[Collection entries]
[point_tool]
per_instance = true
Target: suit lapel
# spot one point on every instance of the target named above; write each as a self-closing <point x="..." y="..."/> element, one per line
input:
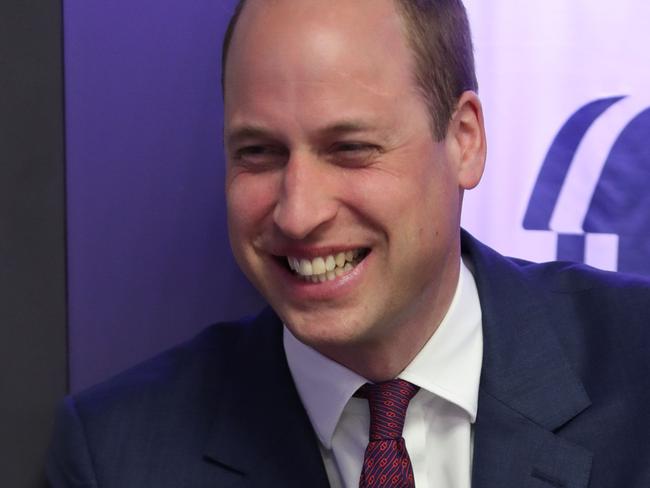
<point x="261" y="432"/>
<point x="528" y="388"/>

> **EXERCISE TASK**
Copy all of the items above line for line, leaving the pictures out of your answer.

> **TASK ANSWER**
[point_tool]
per_instance = true
Target: suit lapel
# spot one point on every instance of the target named above; write each as a self-closing <point x="..." y="..."/> element, one per line
input:
<point x="261" y="432"/>
<point x="528" y="388"/>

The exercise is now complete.